**PAGE EXTRACT**:

Some therapists and mental health counselors specialize in specific types of psychotherapy. Cognitive-behavioral therapy (CBT), behavior modification, family therapy, and exposure therapy are some specialized treatments psychologists and therapists can provide to treat mental health conditions. 

What To Look For When Choosing A Mental Health Provider

Here are a few things to consider before starting the process of finding help for mental or behavioral health problems:

  • What kind of mental health benefits does my insurance offer? Do I have to see a particular type of provider for insurance coverage? 
  • What other options are available to me if I do not have insurance? Are there mental health services in my area that are low-cost or free that I might be able to reach?
  • What type of mental health condition or behavior do I need help with, or do I need someone to help me determine this?
  • What am I hoping to gain from therapy? How can I best articulate this to a mental health professional?
  • What would I like to know about the process of treating mental health conditions or types of treatment options before getting started?
  • Would online therapy be a good option for me?

What to Expect In Your First Session

Many people feel nervous about their first session with a mental health provider. However, even though you may feel uncomfortable talking about personal matters with a therapist, this person is usually trained to be an empathetic listener and is highly unlikely to be shocked or judgmental about what you say.

Your first meeting may be called an intake meeting, in which the provider will ask you for background information about yourself and your situation. The mental health provider will likely ask why you are there and what you hope to achieve from therapy. They may discuss what they can offer and what to expect from your meetings. Sometimes, they might administer a psychological test or refer you to another mental health provider or medical doctor for evaluation. 

Some therapists like to assign homework as part of their treatment approach, asking you to think about a specific topic or take a small action before your next session to discuss when you meet again. If you have questions about anything, such as what you want to discuss in therapy, the provider's credentials, or the hours when your therapist can be reached, be sure to ask.

**DATA EXTRACTS**:
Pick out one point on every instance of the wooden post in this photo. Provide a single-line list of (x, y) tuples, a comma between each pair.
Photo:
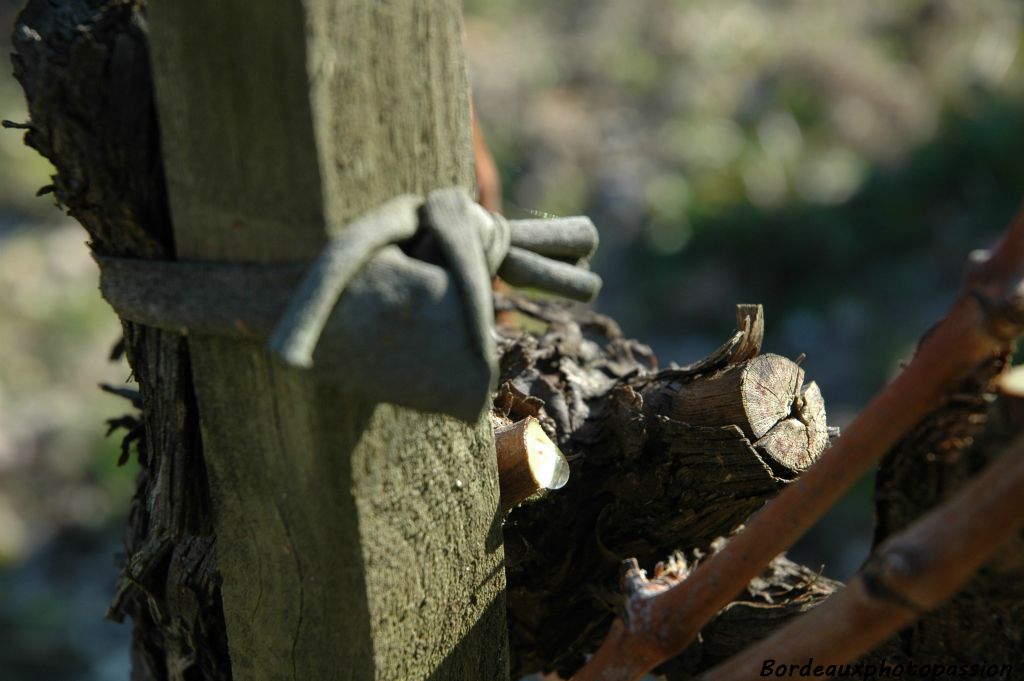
[(355, 540)]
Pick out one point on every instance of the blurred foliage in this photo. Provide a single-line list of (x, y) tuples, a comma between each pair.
[(62, 498), (835, 162)]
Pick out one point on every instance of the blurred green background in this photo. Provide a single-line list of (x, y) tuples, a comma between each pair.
[(833, 161)]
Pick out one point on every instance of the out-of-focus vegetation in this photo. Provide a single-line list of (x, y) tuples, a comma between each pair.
[(62, 499), (833, 161)]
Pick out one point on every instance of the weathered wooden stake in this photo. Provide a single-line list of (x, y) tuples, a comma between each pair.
[(355, 540)]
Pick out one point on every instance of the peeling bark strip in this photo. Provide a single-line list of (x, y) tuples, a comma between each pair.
[(342, 539), (643, 482), (84, 68)]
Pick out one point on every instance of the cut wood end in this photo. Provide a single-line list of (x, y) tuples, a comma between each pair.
[(527, 462), (1012, 383), (797, 442)]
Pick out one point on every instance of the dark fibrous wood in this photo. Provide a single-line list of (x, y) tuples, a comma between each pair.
[(643, 482), (84, 68)]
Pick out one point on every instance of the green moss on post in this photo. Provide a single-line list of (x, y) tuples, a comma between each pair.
[(355, 541)]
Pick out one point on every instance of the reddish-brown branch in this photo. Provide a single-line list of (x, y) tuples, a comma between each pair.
[(986, 316), (910, 573)]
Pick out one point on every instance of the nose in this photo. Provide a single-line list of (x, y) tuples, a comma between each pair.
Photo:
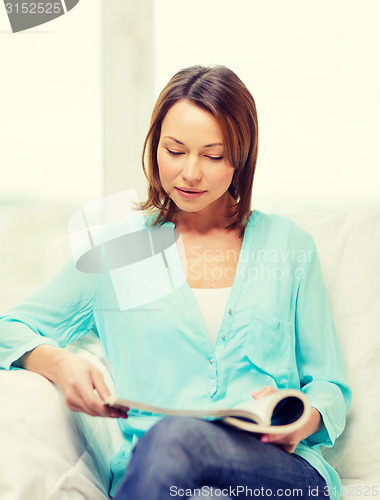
[(191, 171)]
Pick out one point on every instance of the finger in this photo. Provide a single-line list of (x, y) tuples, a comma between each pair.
[(100, 385), (265, 391)]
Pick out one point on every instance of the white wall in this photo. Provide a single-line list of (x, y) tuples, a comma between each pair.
[(313, 69), (51, 107)]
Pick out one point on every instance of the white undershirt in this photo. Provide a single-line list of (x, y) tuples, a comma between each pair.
[(212, 302)]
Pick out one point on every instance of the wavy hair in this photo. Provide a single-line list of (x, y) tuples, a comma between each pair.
[(220, 91)]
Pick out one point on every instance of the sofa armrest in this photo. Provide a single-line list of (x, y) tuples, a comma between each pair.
[(46, 450)]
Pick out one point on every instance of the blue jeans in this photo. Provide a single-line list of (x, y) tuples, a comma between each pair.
[(184, 457)]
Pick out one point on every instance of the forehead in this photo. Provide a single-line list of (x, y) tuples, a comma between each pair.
[(187, 119)]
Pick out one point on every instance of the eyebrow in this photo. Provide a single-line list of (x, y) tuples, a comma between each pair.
[(182, 144)]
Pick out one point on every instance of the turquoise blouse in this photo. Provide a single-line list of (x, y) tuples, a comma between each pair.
[(277, 330)]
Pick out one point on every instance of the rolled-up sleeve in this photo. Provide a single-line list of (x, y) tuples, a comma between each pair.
[(57, 314), (319, 357)]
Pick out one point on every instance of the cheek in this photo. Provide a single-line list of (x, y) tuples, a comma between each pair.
[(163, 167), (225, 178)]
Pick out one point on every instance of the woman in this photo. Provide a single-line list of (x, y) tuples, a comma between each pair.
[(251, 316)]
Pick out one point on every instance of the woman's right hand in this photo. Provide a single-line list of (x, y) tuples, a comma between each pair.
[(82, 384)]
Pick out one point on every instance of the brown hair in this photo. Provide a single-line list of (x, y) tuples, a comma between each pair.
[(221, 92)]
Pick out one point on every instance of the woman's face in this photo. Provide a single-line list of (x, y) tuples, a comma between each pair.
[(192, 166)]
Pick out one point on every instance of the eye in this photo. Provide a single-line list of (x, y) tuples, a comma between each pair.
[(173, 153), (215, 158)]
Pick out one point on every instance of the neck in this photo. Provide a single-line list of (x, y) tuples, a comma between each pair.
[(215, 217)]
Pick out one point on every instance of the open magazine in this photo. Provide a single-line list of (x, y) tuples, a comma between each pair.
[(280, 412)]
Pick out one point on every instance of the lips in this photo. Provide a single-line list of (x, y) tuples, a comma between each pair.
[(189, 193), (190, 190)]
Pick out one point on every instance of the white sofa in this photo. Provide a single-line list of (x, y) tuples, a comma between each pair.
[(50, 453)]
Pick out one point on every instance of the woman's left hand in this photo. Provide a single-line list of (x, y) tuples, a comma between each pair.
[(289, 441)]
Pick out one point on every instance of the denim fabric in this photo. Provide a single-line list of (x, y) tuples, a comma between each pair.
[(184, 457)]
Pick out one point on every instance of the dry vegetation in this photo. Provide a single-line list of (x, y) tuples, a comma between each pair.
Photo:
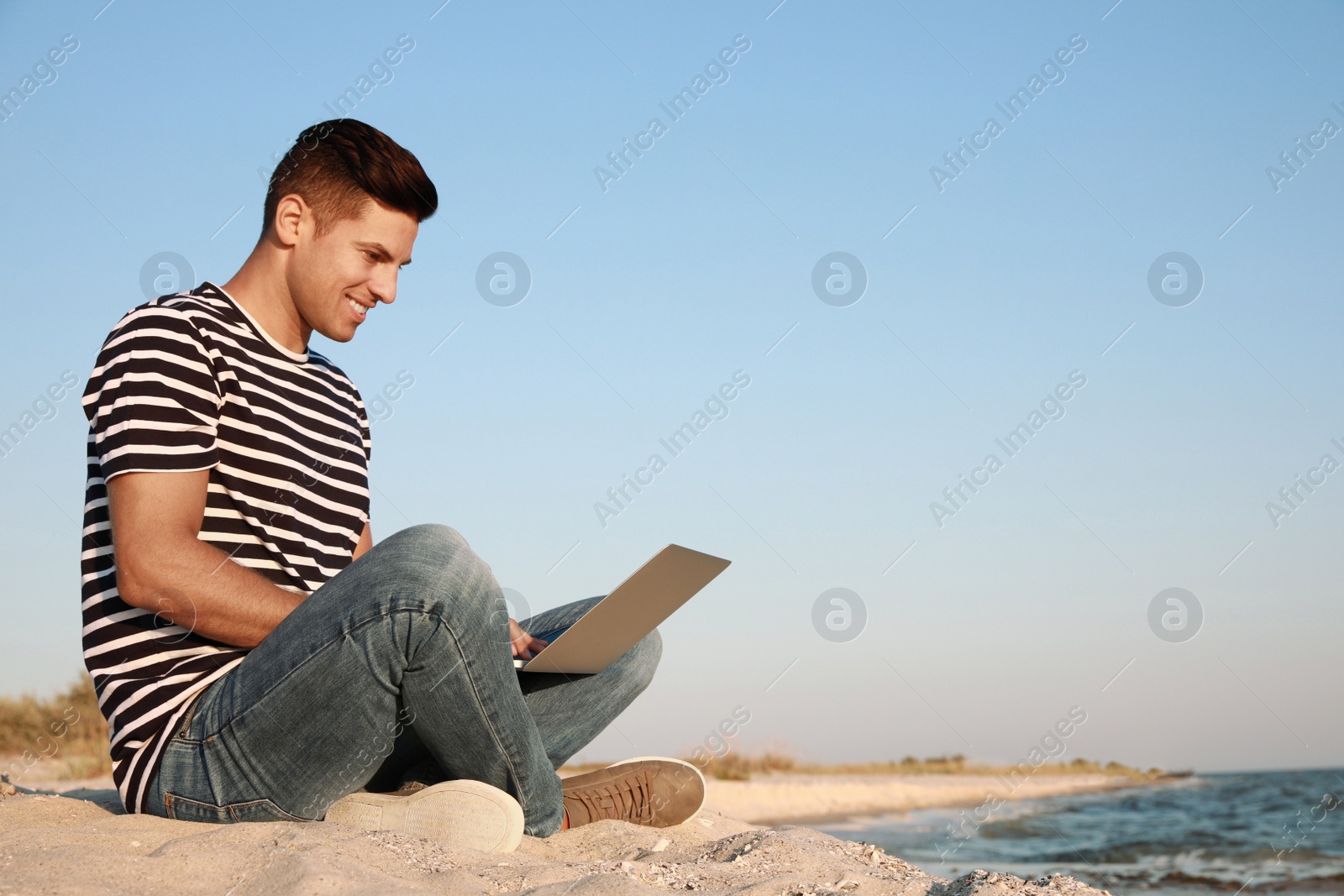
[(69, 735), (736, 766), (66, 734)]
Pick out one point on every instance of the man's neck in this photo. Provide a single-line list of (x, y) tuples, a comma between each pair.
[(260, 288)]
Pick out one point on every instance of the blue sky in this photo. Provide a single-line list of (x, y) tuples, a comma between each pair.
[(1032, 264)]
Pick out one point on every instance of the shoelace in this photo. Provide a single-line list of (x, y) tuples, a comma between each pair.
[(625, 799)]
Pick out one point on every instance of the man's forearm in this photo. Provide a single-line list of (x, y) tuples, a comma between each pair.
[(201, 589)]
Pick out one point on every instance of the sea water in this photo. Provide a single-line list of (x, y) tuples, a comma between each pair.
[(1278, 832)]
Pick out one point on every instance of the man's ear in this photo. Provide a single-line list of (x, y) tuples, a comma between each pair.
[(292, 217)]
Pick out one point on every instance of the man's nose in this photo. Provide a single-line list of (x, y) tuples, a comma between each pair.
[(385, 288)]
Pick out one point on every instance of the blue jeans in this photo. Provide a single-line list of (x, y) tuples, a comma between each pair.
[(400, 664)]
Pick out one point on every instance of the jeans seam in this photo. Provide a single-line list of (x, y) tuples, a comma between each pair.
[(480, 707), (376, 617)]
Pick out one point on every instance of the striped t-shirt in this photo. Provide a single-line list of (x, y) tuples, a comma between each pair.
[(192, 382)]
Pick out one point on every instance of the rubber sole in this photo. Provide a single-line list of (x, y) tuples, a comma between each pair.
[(456, 813)]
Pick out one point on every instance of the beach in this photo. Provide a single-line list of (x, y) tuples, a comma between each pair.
[(73, 837)]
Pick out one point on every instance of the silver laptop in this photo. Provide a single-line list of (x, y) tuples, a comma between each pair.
[(618, 621)]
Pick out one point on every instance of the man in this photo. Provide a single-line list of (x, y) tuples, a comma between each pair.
[(255, 654)]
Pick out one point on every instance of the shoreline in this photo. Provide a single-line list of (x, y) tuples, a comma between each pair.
[(74, 832), (823, 799)]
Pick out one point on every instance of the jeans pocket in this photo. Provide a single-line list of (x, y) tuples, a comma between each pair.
[(183, 809)]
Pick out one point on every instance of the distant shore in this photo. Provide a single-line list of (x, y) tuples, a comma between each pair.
[(793, 799)]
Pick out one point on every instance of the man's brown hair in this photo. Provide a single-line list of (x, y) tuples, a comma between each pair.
[(338, 164)]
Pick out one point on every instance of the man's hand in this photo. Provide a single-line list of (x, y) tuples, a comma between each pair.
[(522, 642)]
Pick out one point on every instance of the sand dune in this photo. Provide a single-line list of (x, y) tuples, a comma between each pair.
[(82, 842)]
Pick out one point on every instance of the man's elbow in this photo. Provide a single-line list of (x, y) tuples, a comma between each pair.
[(140, 584)]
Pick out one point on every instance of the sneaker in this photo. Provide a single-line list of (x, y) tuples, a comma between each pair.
[(648, 790), (456, 813)]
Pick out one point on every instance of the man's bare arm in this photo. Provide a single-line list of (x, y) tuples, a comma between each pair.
[(366, 542), (165, 569)]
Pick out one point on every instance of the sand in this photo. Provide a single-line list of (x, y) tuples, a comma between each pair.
[(80, 841)]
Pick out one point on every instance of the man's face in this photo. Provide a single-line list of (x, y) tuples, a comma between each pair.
[(339, 277)]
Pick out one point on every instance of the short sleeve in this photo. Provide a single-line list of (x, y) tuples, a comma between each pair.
[(152, 399), (363, 427)]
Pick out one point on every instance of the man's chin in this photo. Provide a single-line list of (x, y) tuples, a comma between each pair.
[(339, 335)]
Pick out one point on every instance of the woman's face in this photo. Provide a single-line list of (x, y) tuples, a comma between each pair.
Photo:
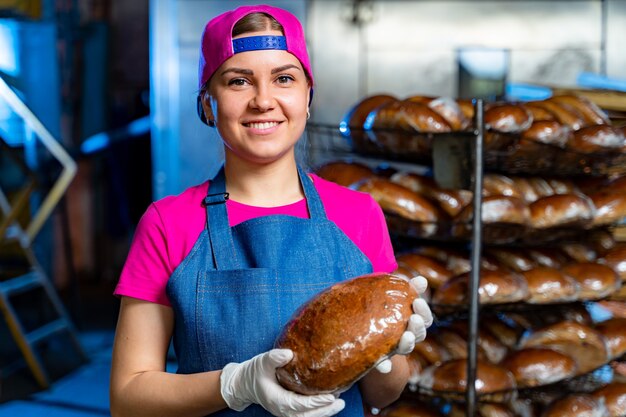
[(259, 100)]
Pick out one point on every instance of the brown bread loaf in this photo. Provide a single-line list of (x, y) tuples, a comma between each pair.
[(614, 331), (507, 117), (434, 272), (563, 210), (600, 138), (616, 259), (451, 376), (343, 332), (579, 405), (581, 342), (550, 285), (592, 114), (496, 287), (595, 280), (397, 199), (614, 397), (534, 367), (353, 121)]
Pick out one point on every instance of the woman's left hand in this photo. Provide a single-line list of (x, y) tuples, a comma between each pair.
[(419, 321)]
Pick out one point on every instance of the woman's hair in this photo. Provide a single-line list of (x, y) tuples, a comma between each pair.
[(253, 22), (256, 22)]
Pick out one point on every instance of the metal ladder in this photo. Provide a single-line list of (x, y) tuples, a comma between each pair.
[(21, 275)]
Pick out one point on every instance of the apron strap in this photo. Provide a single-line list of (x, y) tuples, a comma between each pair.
[(313, 200), (220, 234), (219, 231)]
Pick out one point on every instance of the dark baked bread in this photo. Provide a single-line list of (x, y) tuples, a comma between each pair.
[(397, 199), (591, 113), (548, 132), (616, 259), (533, 367), (451, 111), (507, 117), (583, 343), (344, 173), (498, 209), (343, 332), (496, 287), (498, 184), (579, 404), (614, 397), (568, 117), (451, 376), (435, 272), (550, 285), (610, 207), (614, 331), (353, 121), (515, 259), (600, 138), (563, 210), (595, 280)]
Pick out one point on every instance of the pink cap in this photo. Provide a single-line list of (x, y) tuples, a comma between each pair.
[(217, 43)]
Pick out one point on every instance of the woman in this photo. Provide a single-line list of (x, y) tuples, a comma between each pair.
[(221, 270)]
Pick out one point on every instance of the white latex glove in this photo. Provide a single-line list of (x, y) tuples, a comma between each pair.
[(254, 381), (419, 321)]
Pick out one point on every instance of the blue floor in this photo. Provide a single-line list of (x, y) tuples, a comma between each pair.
[(82, 393)]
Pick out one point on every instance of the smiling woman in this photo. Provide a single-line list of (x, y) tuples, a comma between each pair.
[(221, 267)]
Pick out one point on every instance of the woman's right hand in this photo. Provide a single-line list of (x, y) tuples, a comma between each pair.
[(254, 381)]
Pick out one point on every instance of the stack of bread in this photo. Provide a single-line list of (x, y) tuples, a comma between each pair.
[(537, 131), (513, 207)]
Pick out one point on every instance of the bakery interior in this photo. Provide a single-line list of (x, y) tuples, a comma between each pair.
[(435, 108)]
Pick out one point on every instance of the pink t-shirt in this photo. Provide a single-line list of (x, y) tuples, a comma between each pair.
[(171, 226)]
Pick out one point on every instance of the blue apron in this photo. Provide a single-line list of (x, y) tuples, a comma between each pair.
[(239, 286)]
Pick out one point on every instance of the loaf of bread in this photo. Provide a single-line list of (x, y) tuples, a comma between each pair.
[(507, 117), (593, 139), (534, 367), (394, 198), (550, 285), (610, 207), (591, 113), (498, 185), (548, 257), (490, 348), (343, 332), (451, 376), (450, 201), (579, 251), (435, 272), (409, 116), (451, 111), (581, 342), (512, 258), (344, 173), (578, 404), (548, 132), (568, 117), (354, 120), (614, 397), (614, 332), (495, 287), (596, 281), (563, 210), (616, 259)]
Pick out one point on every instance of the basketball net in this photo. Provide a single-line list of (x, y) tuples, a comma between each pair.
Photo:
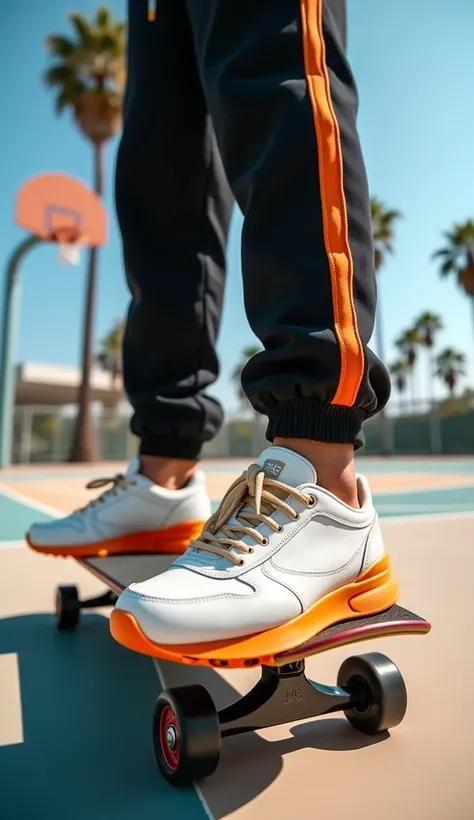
[(69, 254), (69, 249)]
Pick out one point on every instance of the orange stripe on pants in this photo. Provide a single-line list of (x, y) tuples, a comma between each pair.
[(333, 203)]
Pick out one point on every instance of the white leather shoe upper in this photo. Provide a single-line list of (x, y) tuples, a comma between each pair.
[(240, 590), (133, 504)]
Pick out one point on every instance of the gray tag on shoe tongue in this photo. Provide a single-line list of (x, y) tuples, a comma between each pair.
[(273, 468)]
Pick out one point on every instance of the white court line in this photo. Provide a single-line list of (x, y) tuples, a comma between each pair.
[(437, 516), (199, 793), (5, 545), (29, 502)]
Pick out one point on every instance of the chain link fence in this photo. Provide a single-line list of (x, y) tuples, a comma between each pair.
[(44, 434)]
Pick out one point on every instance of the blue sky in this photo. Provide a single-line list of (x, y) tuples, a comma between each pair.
[(414, 64)]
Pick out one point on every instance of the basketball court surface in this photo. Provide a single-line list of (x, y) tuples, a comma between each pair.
[(75, 708)]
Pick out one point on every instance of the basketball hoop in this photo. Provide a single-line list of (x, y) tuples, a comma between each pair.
[(69, 249)]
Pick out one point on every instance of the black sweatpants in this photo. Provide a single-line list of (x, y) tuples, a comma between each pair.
[(252, 101)]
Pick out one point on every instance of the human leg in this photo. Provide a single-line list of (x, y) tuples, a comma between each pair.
[(296, 539), (174, 206)]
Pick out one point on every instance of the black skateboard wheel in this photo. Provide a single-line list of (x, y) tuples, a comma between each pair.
[(186, 734), (379, 695), (68, 607)]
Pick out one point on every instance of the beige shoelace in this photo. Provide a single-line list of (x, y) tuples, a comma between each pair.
[(118, 481), (253, 490)]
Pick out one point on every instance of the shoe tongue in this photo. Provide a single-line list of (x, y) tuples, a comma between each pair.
[(287, 466), (133, 468)]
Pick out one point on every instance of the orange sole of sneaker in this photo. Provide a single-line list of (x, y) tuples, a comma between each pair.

**QUESTIONS ON THE MATERIAL**:
- a) Restate word for word the stretch of the passage on choosing a mental health provider from "Some therapists like" through "sure to ask.".
- b) Answer these questions using the passage on choosing a mental health provider:
(i) What may the first meeting with a provider be called?
(ii) What is a therapist usually trained to be?
(iii) What do some therapists assign as part of their treatment approach?
- c) Continue the passage on choosing a mental health provider from its final sentence.
The listing plays no part in any of these tasks.

**RESPONSES BY ITEM NUMBER**:
- a)
Some therapists like to assign homework as part of their treatment approach, asking you to think about a specific topic or take a small action before your next session to discuss when you meet again. If you have questions about anything, such as what you want to discuss in therapy, the provider's credentials, or the hours when your therapist can be reached, be sure to ask.

- b)
(i) An intake meeting.
(ii) An empathetic listener.
(iii) Homework.

- c)
A mental health provider should make you feel comfortable and accepted; it can be essential to feel a sense of rapport with them. It is okay if you decide after a few sessions that you and your provider are not a good match. A therapy relationship can be a type of personal relationship; sometimes, people don't connect for various reasons. However, don’t give up if a therapist is not the right person for you. Instead, you might ask for a referral to someone else, or look for someone who may be better suited to you.

It Can Be Simple To Find A Therapist.

Consider Online Therapy

If you are looking for an individual, couples, or family therapist, online therapy platforms may be one option worth considering. Numerous studies have confirmed that online therapy platforms can be as effective as in-person sessions for providing treatment of anxiety and depression, two of the most common mental health conditions. You can quickly and conveniently connect with a licensed professional therapist via an online platform using video chat, phone calls, emails, or text messaging. Psychiatrists usually do not work on these platforms. However, some psychiatrists use other means to provide online consultations.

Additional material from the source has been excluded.